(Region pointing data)
▼
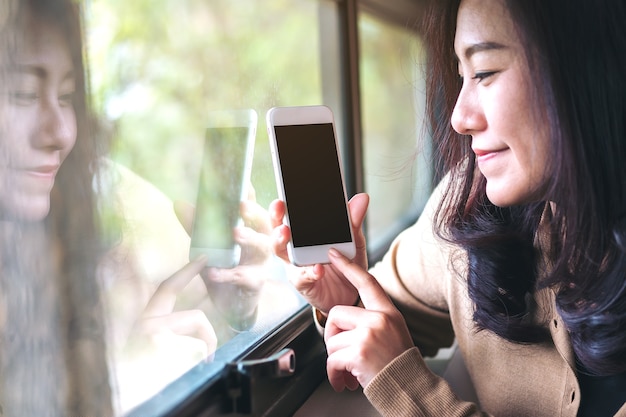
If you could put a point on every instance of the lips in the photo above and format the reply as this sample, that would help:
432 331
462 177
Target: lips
42 170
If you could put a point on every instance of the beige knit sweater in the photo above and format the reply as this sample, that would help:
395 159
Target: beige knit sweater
425 278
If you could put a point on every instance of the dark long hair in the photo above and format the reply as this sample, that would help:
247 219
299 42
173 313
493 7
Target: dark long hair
68 249
575 53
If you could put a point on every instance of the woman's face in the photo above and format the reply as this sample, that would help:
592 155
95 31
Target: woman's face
494 107
39 122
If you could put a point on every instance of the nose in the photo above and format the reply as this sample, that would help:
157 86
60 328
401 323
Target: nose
468 116
57 125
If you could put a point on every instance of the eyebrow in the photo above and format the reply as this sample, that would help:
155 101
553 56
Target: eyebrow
37 71
482 47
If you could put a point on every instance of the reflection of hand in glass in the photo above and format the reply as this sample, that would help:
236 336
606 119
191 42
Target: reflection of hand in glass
159 319
235 291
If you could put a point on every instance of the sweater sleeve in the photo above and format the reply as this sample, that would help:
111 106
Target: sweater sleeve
406 387
415 272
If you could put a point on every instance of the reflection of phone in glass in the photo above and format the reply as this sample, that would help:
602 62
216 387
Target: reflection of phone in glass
223 184
310 182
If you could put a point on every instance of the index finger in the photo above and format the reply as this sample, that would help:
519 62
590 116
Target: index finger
372 294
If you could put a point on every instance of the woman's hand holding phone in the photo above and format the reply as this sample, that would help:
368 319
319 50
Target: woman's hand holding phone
323 286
▲
▶ [ACTIVITY]
Output a verbatim copy of all entries above; no pictures go in it.

▶ [REPLY]
If you could put a point on every instance of the lips in the photo above and format the reply as this sample, that would help:
432 331
462 177
Target: lips
42 170
If you could put a point on every instance of the beige knit sweater in the photo above and format the reply as this sample, that would help:
395 159
Target: beige knit sweater
425 278
If you could put a point on every instance of the dark long hair in the photo above and format the reply as this sample, that would help:
247 219
299 42
173 313
493 7
Target: dark long hair
68 249
575 53
If you could put a point on every instance of the woman's face in the photo above and format the reply as this sample, that would help:
592 155
95 31
Target: woman's face
494 107
39 122
If you could put a point on every instance of the nose in the photo above and format the reply as this sample, that would help:
157 86
60 328
401 323
Target: nose
468 116
57 125
If you could put a point on every instance of the eyebrow in the photo above and format the reply as this sample, that would help:
155 101
553 56
Target: eyebrow
37 71
482 47
If you could put a point on every instance of the reflection of hand in glass in the photo above and format the reply as this sample, that would help:
236 336
606 119
191 42
Target: reflection of hand in glass
159 319
235 291
If you could put a point on every instance of the sweater sleeve in the photo above and format the reply as this sample, that would help:
111 106
Target: sweater sleeve
406 387
415 272
If you could put a point on every instance of the reflection of phone in glass in the photo above and format the reply as this sample, that would help:
602 62
216 387
Target: reflection of phone in glass
223 184
310 182
If you could put a point on every instance of the index finger in the photo above and format the reply as this sample, that would help:
519 62
590 116
Target: index finger
372 294
If you could put a point on every instance of the woman's hand holding phone in the photo above and format the reply as this sample, that would help:
368 319
319 50
Target: woman's hand holding phone
323 286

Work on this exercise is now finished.